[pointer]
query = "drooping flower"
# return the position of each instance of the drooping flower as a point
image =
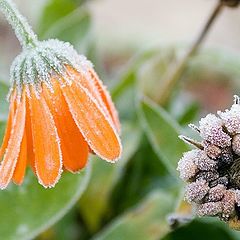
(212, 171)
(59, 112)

...

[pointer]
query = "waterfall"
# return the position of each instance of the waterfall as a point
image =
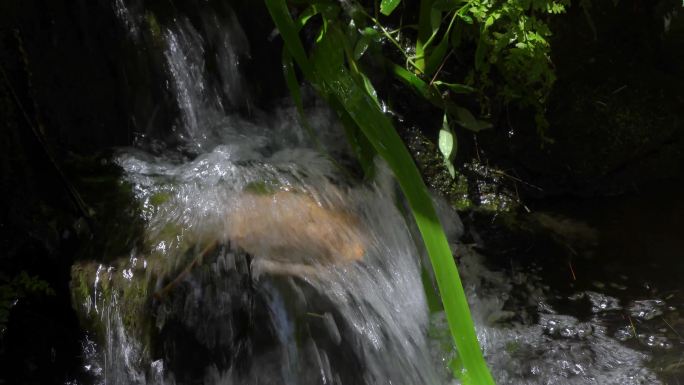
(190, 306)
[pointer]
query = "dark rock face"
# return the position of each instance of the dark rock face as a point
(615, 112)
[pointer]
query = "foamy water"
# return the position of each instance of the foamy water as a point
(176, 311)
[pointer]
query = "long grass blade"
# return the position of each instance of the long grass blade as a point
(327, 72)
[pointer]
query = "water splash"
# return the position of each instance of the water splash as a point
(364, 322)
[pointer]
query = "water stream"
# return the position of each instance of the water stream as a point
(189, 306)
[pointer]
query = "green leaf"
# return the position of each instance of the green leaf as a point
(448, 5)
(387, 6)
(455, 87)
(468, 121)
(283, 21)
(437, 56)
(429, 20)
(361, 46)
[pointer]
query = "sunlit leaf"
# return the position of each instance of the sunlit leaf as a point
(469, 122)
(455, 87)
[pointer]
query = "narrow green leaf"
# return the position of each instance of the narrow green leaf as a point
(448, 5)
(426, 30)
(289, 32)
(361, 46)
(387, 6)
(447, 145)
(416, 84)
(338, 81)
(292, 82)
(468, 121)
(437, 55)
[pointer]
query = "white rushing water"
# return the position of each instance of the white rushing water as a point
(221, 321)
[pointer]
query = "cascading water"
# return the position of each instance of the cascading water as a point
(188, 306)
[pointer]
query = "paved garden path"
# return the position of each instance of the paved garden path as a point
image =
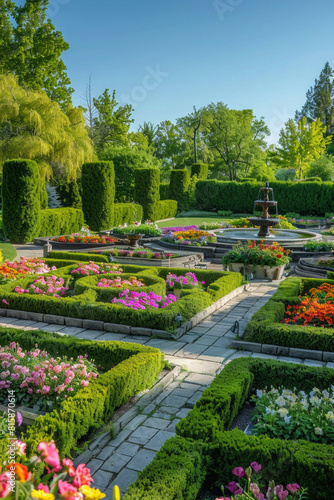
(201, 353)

---

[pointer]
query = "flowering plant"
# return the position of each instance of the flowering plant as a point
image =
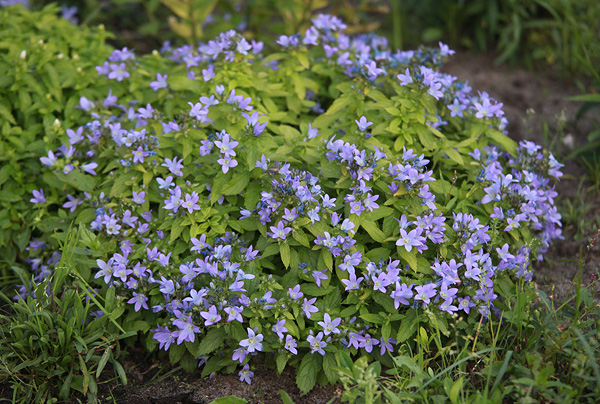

▶ _GOAL_: Count the lines in the records that contain the word "green". Reply with the number alone.

▶ _RESULT_: 4